Work order:
When you reach the entries, transcribe each one exactly.

Records supplied:
= = =

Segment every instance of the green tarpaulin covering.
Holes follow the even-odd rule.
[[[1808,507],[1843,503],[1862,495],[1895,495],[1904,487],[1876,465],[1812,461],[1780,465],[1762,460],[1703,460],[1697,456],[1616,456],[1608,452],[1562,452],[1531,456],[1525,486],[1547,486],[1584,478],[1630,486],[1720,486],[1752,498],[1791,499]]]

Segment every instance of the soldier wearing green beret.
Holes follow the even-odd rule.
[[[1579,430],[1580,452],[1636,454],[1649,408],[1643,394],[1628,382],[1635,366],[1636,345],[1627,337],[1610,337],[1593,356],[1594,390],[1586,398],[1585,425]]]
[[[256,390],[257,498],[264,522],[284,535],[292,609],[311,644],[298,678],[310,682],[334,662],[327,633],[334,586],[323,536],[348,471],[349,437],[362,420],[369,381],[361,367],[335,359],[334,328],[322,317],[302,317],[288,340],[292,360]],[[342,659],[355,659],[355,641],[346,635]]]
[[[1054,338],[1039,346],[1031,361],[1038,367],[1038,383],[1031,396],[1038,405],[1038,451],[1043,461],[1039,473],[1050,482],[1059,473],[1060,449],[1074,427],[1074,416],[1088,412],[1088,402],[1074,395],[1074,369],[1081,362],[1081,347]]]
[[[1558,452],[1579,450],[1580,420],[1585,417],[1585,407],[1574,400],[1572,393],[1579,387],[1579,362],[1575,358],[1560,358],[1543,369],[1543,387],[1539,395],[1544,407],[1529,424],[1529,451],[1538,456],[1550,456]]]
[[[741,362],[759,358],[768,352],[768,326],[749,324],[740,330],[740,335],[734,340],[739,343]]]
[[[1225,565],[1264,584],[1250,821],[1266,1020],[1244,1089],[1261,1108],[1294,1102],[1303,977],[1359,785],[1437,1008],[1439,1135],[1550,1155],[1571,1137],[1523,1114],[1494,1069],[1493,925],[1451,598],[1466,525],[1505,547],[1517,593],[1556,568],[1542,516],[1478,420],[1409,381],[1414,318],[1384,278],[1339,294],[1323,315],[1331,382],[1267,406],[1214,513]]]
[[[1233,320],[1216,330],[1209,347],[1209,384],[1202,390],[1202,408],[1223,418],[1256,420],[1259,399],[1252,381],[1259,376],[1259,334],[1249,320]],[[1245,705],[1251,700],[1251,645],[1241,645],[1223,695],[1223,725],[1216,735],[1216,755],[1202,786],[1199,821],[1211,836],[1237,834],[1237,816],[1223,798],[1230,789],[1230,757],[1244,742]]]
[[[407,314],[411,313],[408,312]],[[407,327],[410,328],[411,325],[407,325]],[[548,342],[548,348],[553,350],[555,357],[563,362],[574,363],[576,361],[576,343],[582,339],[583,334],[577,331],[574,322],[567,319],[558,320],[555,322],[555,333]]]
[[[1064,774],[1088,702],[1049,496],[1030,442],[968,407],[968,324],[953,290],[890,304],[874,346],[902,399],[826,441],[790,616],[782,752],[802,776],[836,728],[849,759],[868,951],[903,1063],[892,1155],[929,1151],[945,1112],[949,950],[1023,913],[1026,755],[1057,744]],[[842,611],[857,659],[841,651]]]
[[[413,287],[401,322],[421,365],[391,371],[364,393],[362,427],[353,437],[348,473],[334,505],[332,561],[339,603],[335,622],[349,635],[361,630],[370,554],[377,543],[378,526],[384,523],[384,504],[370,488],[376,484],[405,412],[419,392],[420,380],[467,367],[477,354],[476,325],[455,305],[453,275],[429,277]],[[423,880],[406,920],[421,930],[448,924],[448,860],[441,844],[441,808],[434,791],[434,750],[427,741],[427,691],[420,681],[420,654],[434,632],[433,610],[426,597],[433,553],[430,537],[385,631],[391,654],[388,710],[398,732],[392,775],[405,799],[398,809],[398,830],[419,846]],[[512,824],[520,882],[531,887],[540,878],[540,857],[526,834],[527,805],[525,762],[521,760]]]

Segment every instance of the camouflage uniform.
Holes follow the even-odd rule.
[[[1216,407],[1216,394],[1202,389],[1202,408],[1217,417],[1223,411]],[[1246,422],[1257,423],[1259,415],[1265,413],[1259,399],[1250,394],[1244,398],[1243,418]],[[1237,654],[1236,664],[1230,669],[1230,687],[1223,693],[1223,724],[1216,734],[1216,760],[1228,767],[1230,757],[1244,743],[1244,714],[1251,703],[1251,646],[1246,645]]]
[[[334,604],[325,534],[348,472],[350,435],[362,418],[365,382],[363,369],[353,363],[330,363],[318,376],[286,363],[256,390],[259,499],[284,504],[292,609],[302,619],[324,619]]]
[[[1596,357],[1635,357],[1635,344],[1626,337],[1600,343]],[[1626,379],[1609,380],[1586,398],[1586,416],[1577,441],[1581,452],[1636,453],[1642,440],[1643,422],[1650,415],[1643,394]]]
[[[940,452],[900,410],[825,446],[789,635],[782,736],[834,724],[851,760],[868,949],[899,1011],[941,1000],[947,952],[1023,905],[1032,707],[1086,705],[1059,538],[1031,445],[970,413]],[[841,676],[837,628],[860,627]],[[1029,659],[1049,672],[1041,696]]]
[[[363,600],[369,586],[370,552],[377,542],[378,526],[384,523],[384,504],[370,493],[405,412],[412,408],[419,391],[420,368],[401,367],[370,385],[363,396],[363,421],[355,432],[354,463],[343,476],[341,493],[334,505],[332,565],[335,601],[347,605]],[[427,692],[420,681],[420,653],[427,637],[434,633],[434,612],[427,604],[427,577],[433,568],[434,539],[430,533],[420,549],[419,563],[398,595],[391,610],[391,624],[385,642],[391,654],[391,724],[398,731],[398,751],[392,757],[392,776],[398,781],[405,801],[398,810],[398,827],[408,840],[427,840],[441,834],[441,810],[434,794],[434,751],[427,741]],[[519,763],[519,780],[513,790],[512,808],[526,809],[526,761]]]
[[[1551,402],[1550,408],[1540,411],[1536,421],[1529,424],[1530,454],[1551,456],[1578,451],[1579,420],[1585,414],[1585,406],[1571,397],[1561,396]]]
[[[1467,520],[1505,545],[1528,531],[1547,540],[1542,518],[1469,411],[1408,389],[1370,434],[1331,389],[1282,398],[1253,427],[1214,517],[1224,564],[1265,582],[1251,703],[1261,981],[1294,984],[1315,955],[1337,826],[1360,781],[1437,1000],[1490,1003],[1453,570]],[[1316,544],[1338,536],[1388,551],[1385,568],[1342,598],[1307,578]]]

= = =

Reply to the task:
Segment every instance of the green tarpaulin covering.
Holes follow the even-odd rule.
[[[1808,507],[1843,503],[1862,495],[1895,495],[1904,487],[1876,465],[1812,461],[1780,465],[1762,460],[1703,460],[1697,456],[1616,456],[1608,452],[1562,452],[1531,456],[1525,486],[1547,486],[1584,478],[1630,486],[1720,486],[1752,498],[1791,499]]]

Segment every instance of the soldier wearing green beret.
Holes follow the even-odd rule.
[[[1579,430],[1580,452],[1636,454],[1649,408],[1643,394],[1628,382],[1635,366],[1636,345],[1627,337],[1610,337],[1593,356],[1594,390],[1586,398],[1585,425]]]
[[[256,390],[257,498],[264,522],[284,535],[292,609],[311,644],[298,678],[310,682],[334,662],[327,633],[334,586],[323,536],[348,471],[349,437],[362,420],[369,381],[361,367],[335,359],[334,328],[322,317],[302,317],[288,340],[292,360]],[[342,659],[355,659],[355,641],[346,635]]]
[[[1054,338],[1039,346],[1031,361],[1038,367],[1038,383],[1031,396],[1038,405],[1038,451],[1043,461],[1039,473],[1050,482],[1059,473],[1060,449],[1074,427],[1074,416],[1088,412],[1088,402],[1074,395],[1074,369],[1081,362],[1081,347]]]
[[[1558,452],[1579,450],[1580,420],[1585,417],[1585,407],[1574,400],[1572,393],[1579,387],[1579,362],[1575,358],[1560,358],[1543,369],[1543,387],[1539,395],[1544,407],[1529,424],[1529,451],[1538,456],[1550,456]]]
[[[741,362],[759,358],[768,352],[768,326],[749,324],[740,330],[740,335],[734,340],[739,343]]]
[[[1225,565],[1264,584],[1250,821],[1266,1020],[1244,1089],[1261,1108],[1294,1102],[1303,977],[1359,785],[1437,1008],[1439,1135],[1550,1155],[1571,1137],[1523,1114],[1494,1069],[1493,925],[1451,598],[1466,525],[1505,547],[1517,593],[1556,568],[1542,516],[1478,420],[1409,381],[1414,318],[1384,278],[1339,294],[1323,315],[1331,382],[1267,406],[1214,513]]]
[[[1233,320],[1216,330],[1209,347],[1209,384],[1202,390],[1202,408],[1223,418],[1256,420],[1259,399],[1252,381],[1259,376],[1259,334],[1249,320]],[[1245,705],[1251,700],[1251,645],[1241,645],[1223,695],[1223,725],[1216,735],[1216,755],[1202,786],[1199,821],[1211,836],[1237,834],[1237,816],[1223,798],[1230,789],[1230,757],[1244,742]]]
[[[407,314],[411,313],[408,312]],[[407,327],[410,328],[411,325],[407,325]],[[548,342],[548,348],[553,350],[555,357],[563,362],[574,363],[576,361],[576,343],[582,339],[583,334],[577,331],[574,322],[567,319],[558,320],[555,322],[555,333]]]
[[[1064,774],[1088,702],[1049,496],[1030,442],[968,407],[968,324],[953,290],[890,304],[874,346],[902,399],[826,441],[790,616],[782,752],[802,776],[836,728],[849,759],[868,951],[903,1063],[892,1155],[929,1151],[945,1112],[949,950],[1023,913],[1026,755],[1057,744]],[[842,611],[857,659],[841,651]]]
[[[413,287],[401,322],[421,365],[391,371],[364,393],[362,427],[353,437],[348,473],[334,505],[332,561],[339,603],[335,622],[349,635],[361,630],[370,554],[377,543],[378,526],[384,523],[384,504],[370,488],[376,484],[405,412],[419,392],[420,380],[467,367],[477,354],[476,325],[455,305],[453,275],[429,277]],[[423,880],[406,920],[421,930],[448,924],[448,860],[441,844],[441,808],[434,791],[434,750],[427,741],[427,691],[420,681],[420,654],[434,632],[433,610],[426,597],[433,553],[430,537],[385,631],[391,654],[388,710],[398,732],[392,775],[405,799],[398,809],[398,830],[419,846]],[[512,824],[520,882],[531,887],[540,878],[540,857],[526,834],[527,805],[525,762],[521,760]]]

Segment every instance of the camouflage uniform.
Holes follow the even-odd rule.
[[[1216,407],[1216,394],[1202,389],[1202,408],[1217,417],[1223,411]],[[1246,422],[1257,423],[1259,415],[1265,413],[1259,399],[1250,394],[1244,398],[1243,418]],[[1237,654],[1236,664],[1230,669],[1230,687],[1223,693],[1223,724],[1216,734],[1216,760],[1228,767],[1230,757],[1244,743],[1244,714],[1251,703],[1251,646],[1246,645]]]
[[[334,604],[325,534],[348,472],[350,435],[362,418],[365,382],[363,369],[353,363],[330,363],[318,376],[286,363],[256,390],[259,499],[284,504],[292,609],[302,619],[324,619]]]
[[[1596,357],[1635,357],[1635,344],[1626,337],[1600,343]],[[1626,379],[1609,380],[1586,398],[1586,416],[1577,441],[1581,452],[1636,453],[1642,440],[1643,422],[1650,415],[1643,394]]]
[[[940,452],[900,410],[825,446],[789,635],[782,736],[834,724],[851,760],[868,949],[899,1011],[941,1000],[947,952],[1023,905],[1032,707],[1086,705],[1059,538],[1031,445],[970,413]],[[841,676],[837,628],[860,627]],[[1029,659],[1049,672],[1041,696]]]
[[[363,600],[369,586],[370,552],[377,542],[378,526],[384,523],[384,504],[370,493],[405,412],[412,408],[419,391],[420,368],[401,367],[370,385],[363,396],[363,421],[355,432],[354,463],[343,476],[341,493],[334,505],[332,565],[335,601],[347,605]],[[427,692],[420,681],[420,653],[427,637],[434,633],[434,612],[427,604],[427,577],[433,568],[434,539],[430,533],[420,549],[419,563],[398,595],[391,610],[391,624],[385,642],[391,654],[391,724],[398,731],[398,751],[392,757],[392,776],[398,781],[405,801],[398,810],[398,827],[408,840],[427,840],[441,834],[441,810],[434,794],[434,751],[427,741]],[[519,763],[519,780],[513,790],[512,808],[526,809],[526,761]]]
[[[1551,402],[1550,408],[1540,411],[1536,421],[1529,424],[1530,454],[1551,456],[1578,451],[1579,420],[1585,414],[1585,406],[1571,397],[1561,396]]]
[[[1467,520],[1505,545],[1528,531],[1547,540],[1542,518],[1469,411],[1408,389],[1370,434],[1331,389],[1282,398],[1253,427],[1214,517],[1224,564],[1265,582],[1251,703],[1261,981],[1294,984],[1315,955],[1337,826],[1360,781],[1437,1000],[1490,1003],[1453,570]],[[1316,544],[1338,536],[1388,551],[1385,568],[1342,598],[1307,578]]]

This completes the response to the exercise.